» Directions:
Arrange the data below, starting at the line that contains "Objective: a point on each instance of the hand" and ending at the line that contains "(1216, 607)", as a two-column CSV with the columns instruction and coordinates, one row per text with its answer. Put each value in a single quoted field with line breaks turned into spaces, and leave the picture out.

» Record extracts:
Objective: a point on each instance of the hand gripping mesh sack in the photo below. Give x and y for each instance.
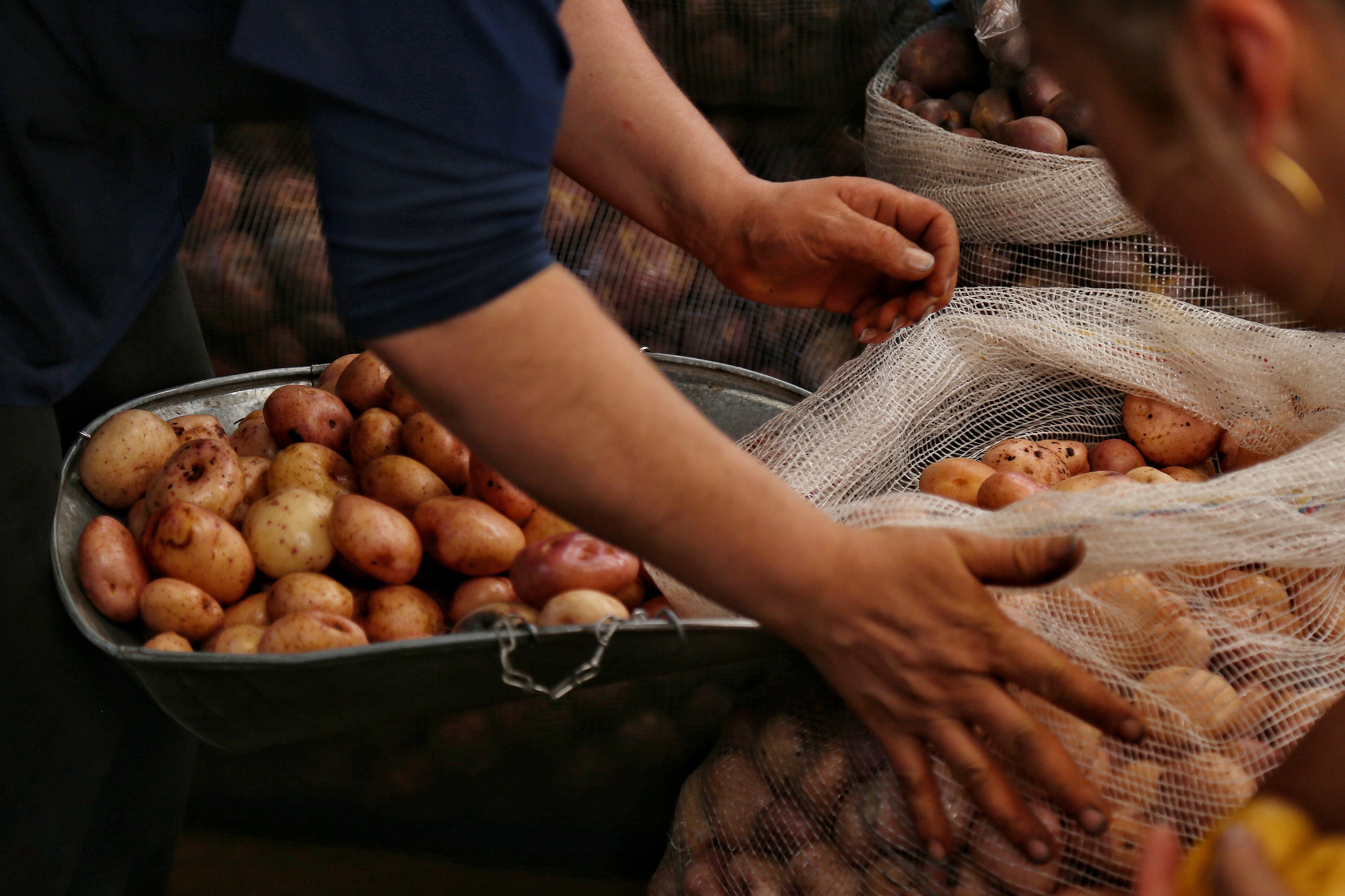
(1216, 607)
--
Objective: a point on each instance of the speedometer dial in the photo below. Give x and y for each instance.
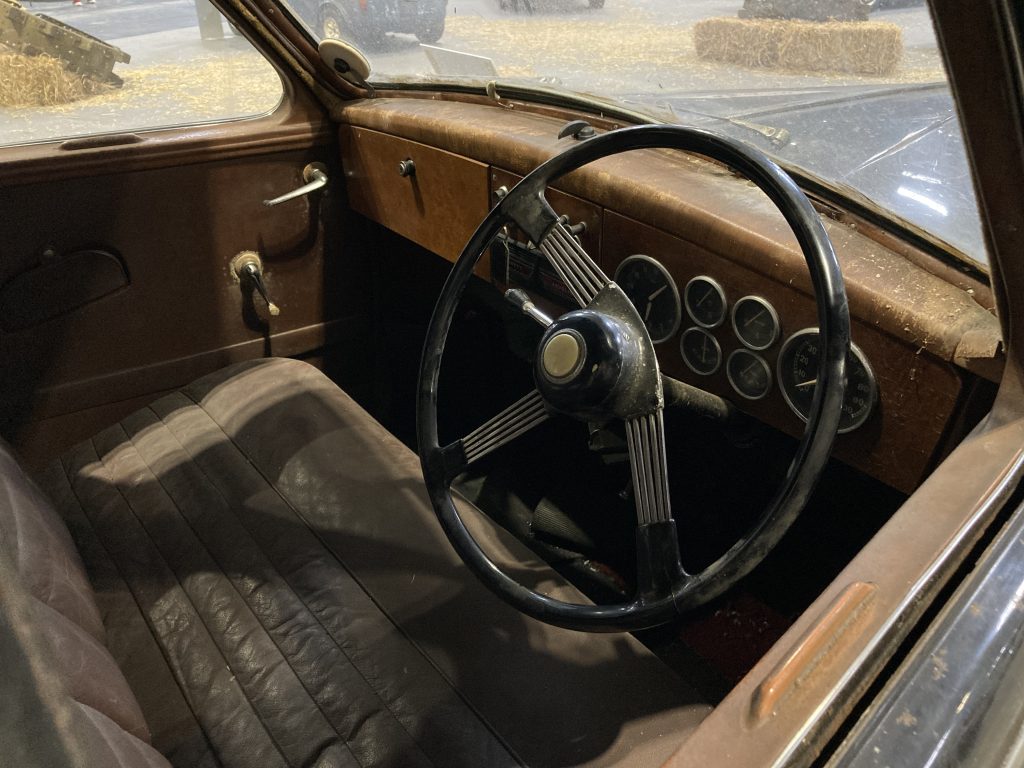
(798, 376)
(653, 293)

» Expected output:
instruction,coordinates
"Objective: a point on each instance of the hand gripping mesh sack in the photo below. Give x and y for each instance.","(1216, 607)"